━━━ Given passage ━━━
Specifically, collaborative activities shift the locus of control from teacher to student in
ways that promote epistemic metacognition (Muis & Duffy, 2013).

74

The value of this research is rooted in its potential to simultaneously address all of
the concerns exposed by the gaps identified within the multiple streams of literature cited
herein. In addition to highlighting the deep connections that exist between conceptual
change and epistemological change in terms of representational systems, the opportunity
to lend clarity to the psychological constructs of thinking and reasoning in general terms
as well as how they convey to the central focus of this study (epistemology), is
substantial. Representational systems (language in general) are undeniably essential to
communicating ideas and personal beliefs within social settings—such as student
learning environments. Journaling and collaborative discourse provide ample evidence
for how students use and think about the representational systems that they deploy within
academic settings. Given the ease with which such artifacts can be obtained, a corpus of
student journals, interview and polls are at the core of data collection in study proposed
herein. Moreover, as the ebb and flow of classroom activity is somewhat fluid and
adaptable to student and instructor needs, a grounded theory design was selected for
organizing such data for the sake of the stated research questions.
The research questions for this study can be summarized as: how do students use
MRS in their thinking and reasoning about personal beliefs as situated within the context
and the goals of an IP course? In other words, how do they think about their beliefs,
which are also thoughts themselves? Epistemic metacognition (Hofer, 2004) is therefore
an almost inevitable outcome within a learning environment where students are required
to compare and contrast ideas related to what they think and believe. According to Paul
and Elder (2008), thinking and model building of this sort is where scientific opinions
and point-of-view emerge. Qualitative methods are ideal for capturing the true nature of

75

participant viewpoints within the natural setting from which they emerge (Bernard &
Ryan, 2010; Boeije, 2010) in a social environment (Yin, 2011), and were thus employed
by this study.
━━━ Provided material ━━━
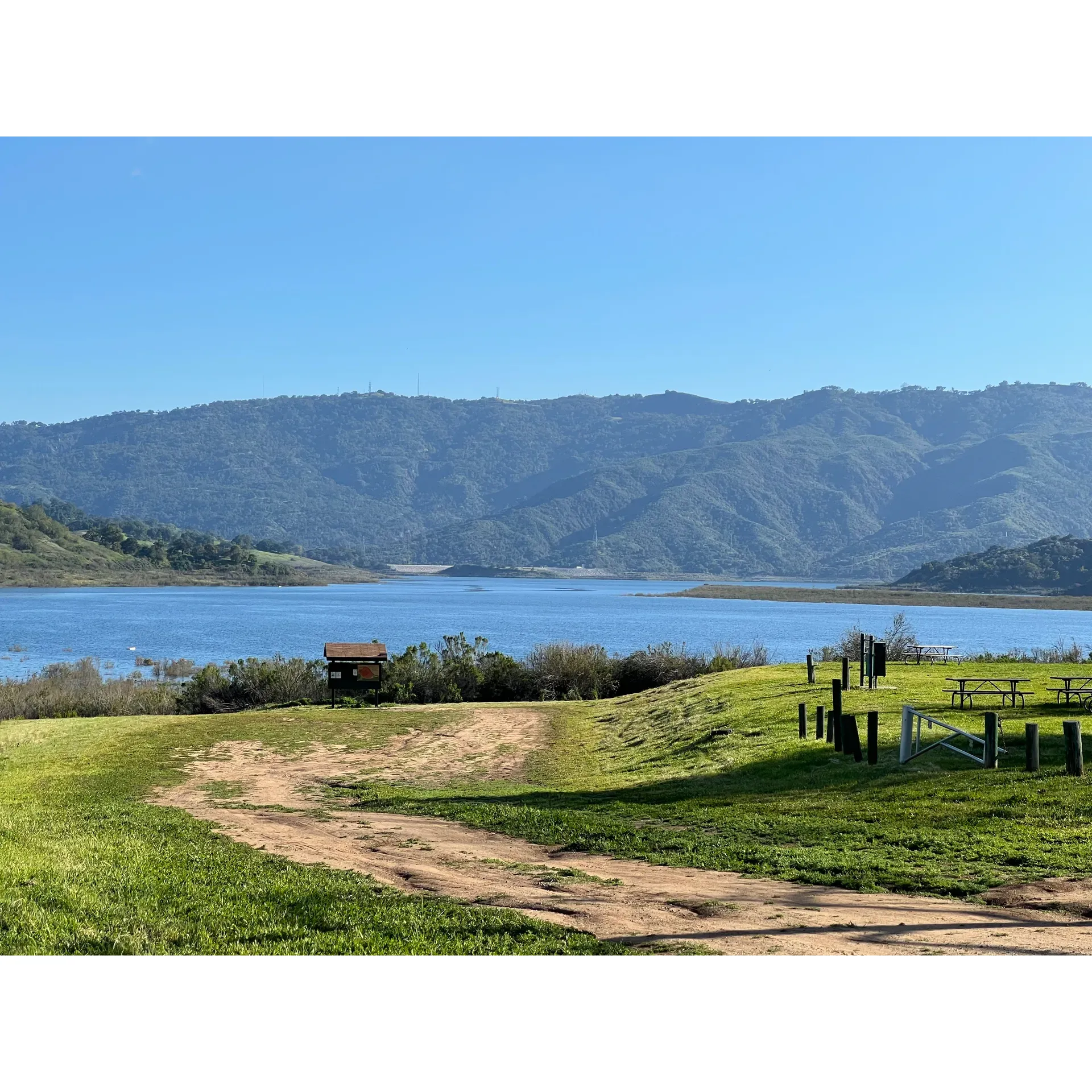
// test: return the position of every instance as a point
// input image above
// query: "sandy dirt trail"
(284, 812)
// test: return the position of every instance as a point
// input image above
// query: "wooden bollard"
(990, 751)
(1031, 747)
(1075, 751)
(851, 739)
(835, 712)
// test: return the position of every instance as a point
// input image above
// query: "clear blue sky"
━━━
━━━ Provided material ━━━
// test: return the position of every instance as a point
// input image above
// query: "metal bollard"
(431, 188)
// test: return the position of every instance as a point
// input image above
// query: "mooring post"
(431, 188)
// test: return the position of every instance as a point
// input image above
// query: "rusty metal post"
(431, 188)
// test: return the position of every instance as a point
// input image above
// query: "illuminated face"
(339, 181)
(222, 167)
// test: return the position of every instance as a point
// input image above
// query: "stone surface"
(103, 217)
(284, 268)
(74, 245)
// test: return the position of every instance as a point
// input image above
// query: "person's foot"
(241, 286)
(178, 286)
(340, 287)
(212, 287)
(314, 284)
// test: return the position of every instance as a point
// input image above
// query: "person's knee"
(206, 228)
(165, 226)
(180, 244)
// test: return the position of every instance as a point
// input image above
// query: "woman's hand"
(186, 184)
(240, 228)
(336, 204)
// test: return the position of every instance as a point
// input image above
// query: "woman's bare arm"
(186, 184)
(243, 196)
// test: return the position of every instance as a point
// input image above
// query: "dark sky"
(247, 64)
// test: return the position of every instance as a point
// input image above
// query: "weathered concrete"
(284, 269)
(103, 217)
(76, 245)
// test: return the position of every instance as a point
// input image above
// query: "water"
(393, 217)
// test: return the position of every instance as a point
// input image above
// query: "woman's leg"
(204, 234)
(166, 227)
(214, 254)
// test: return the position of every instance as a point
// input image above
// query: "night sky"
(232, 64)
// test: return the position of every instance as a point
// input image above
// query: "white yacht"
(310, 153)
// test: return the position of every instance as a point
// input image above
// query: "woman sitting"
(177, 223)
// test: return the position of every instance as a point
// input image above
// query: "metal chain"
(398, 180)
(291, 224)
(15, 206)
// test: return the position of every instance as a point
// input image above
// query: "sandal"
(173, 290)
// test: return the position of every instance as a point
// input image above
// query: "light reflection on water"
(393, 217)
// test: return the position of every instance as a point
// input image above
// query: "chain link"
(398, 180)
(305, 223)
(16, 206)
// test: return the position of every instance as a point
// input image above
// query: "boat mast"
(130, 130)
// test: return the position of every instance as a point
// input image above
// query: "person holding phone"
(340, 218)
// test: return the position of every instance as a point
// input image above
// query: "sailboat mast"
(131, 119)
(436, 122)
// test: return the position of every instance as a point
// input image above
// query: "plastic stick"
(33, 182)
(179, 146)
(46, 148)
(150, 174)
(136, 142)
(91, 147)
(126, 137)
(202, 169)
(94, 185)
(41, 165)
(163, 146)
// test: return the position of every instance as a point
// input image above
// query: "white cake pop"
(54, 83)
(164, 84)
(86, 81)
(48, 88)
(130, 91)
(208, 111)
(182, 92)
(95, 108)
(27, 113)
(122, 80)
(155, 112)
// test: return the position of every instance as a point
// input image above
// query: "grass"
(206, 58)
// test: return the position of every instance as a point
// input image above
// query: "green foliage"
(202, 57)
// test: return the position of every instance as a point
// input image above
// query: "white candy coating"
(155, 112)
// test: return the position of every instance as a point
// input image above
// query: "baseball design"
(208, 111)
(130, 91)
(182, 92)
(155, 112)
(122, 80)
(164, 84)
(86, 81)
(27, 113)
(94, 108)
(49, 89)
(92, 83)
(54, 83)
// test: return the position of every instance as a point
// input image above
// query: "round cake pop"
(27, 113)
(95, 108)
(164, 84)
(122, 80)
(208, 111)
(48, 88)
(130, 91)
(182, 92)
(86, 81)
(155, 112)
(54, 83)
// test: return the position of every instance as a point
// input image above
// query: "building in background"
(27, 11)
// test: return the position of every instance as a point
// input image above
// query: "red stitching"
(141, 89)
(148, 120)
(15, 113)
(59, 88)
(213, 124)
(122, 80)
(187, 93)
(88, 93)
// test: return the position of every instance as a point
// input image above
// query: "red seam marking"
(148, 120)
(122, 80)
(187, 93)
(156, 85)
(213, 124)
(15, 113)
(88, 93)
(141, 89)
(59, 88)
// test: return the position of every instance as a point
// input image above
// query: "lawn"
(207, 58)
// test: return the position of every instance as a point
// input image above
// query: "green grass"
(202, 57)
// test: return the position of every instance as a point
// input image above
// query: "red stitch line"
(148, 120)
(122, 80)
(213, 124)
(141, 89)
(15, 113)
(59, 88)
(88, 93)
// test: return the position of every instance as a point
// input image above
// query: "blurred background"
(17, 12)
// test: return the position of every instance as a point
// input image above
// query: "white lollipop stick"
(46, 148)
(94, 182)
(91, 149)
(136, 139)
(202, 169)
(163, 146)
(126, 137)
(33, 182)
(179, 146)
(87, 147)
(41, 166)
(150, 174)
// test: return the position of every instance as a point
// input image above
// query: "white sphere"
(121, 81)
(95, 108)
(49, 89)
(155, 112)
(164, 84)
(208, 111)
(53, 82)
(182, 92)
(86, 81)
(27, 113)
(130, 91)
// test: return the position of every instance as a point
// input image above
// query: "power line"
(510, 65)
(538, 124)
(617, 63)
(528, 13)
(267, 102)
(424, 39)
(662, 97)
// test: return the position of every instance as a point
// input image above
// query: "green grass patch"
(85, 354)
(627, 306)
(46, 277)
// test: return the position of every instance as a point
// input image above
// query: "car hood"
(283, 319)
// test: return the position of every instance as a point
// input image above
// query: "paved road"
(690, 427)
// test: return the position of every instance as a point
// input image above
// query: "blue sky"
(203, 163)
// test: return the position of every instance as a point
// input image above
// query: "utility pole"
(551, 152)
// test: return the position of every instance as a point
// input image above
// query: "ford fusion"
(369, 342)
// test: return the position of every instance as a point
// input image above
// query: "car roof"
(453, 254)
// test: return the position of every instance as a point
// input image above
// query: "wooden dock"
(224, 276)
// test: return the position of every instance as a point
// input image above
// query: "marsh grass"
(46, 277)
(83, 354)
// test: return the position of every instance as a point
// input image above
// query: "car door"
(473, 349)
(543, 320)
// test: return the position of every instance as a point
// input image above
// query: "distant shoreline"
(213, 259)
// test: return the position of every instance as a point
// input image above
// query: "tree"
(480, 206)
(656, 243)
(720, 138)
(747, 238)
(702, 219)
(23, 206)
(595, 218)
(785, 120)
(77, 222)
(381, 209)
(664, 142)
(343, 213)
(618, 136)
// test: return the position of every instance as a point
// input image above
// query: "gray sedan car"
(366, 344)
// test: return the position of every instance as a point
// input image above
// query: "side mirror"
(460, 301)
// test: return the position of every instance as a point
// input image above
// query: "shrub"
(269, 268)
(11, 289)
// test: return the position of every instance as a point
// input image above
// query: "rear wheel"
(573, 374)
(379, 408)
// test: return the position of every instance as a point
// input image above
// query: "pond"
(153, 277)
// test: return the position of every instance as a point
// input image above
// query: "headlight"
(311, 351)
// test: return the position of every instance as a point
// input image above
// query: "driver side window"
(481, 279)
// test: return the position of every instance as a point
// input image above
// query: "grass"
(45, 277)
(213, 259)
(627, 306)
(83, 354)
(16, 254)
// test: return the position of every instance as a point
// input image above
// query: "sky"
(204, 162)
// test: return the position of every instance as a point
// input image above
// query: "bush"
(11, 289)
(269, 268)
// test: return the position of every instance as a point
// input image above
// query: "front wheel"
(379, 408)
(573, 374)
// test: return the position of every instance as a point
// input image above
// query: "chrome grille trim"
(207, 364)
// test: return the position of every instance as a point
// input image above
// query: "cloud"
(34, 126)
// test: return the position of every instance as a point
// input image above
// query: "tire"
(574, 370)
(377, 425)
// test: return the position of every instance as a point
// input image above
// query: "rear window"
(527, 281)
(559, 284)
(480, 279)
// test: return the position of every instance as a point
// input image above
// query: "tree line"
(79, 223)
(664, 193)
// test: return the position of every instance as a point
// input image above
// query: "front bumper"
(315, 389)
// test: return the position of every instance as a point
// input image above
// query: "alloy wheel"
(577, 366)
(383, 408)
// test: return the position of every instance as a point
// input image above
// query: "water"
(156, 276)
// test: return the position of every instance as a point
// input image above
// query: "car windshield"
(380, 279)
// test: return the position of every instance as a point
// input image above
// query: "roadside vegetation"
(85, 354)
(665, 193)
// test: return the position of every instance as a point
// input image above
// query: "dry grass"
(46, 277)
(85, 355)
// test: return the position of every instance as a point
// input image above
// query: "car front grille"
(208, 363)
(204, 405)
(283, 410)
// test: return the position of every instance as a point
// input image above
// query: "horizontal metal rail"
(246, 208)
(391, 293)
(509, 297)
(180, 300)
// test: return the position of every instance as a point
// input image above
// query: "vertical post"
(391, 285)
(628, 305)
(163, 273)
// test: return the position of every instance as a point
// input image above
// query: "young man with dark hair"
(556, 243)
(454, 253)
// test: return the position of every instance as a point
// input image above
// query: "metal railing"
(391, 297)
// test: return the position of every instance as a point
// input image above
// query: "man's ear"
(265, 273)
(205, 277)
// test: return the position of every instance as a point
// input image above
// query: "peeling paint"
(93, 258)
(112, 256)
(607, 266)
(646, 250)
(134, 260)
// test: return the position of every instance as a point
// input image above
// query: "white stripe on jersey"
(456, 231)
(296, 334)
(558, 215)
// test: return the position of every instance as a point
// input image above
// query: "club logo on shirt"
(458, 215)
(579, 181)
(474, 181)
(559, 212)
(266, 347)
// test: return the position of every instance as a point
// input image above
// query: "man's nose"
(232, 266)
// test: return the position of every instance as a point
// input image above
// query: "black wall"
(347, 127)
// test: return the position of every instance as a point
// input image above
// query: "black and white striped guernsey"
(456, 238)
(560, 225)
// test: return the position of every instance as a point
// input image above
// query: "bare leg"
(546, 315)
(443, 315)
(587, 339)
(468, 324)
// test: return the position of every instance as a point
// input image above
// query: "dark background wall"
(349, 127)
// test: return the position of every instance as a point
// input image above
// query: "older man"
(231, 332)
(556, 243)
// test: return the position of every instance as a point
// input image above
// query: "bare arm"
━━━
━━━ Provided material ━━━
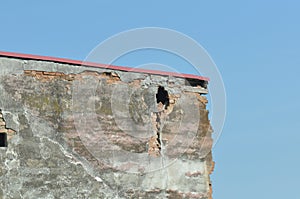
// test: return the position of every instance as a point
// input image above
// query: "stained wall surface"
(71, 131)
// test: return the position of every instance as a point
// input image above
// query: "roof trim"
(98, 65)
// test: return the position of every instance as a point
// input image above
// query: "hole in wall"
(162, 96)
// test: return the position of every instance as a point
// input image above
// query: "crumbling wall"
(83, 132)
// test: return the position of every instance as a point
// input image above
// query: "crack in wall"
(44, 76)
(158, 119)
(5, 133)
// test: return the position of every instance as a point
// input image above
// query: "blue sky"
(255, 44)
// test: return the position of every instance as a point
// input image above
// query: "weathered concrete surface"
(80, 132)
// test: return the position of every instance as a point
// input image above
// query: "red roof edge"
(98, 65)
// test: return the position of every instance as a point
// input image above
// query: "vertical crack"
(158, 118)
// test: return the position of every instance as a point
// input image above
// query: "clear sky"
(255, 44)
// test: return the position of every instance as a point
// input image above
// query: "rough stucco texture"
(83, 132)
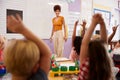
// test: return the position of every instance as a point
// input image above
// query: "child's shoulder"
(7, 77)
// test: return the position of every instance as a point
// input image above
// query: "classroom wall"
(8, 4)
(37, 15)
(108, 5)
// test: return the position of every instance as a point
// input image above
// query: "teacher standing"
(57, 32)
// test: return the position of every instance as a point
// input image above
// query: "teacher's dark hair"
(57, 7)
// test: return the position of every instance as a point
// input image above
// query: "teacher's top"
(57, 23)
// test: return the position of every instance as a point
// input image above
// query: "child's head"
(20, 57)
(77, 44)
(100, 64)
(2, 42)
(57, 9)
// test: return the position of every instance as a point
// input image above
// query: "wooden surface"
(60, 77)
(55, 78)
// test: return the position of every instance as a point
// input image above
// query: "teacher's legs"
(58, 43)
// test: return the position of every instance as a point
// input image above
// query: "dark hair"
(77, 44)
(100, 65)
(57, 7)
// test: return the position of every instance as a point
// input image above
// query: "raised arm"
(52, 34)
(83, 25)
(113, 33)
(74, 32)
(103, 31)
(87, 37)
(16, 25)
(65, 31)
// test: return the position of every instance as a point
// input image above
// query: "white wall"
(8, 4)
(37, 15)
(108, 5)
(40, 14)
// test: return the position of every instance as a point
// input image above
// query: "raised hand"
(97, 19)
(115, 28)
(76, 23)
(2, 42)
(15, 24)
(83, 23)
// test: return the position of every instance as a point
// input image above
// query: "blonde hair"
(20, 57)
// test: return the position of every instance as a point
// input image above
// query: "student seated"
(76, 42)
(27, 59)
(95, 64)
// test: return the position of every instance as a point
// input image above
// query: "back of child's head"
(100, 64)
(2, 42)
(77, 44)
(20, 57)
━━━
- _Exercise objective_
In the passage on students' beliefs and representational systems, what research design was chosen for organizing the data?

- _Final result_
A grounded theory design.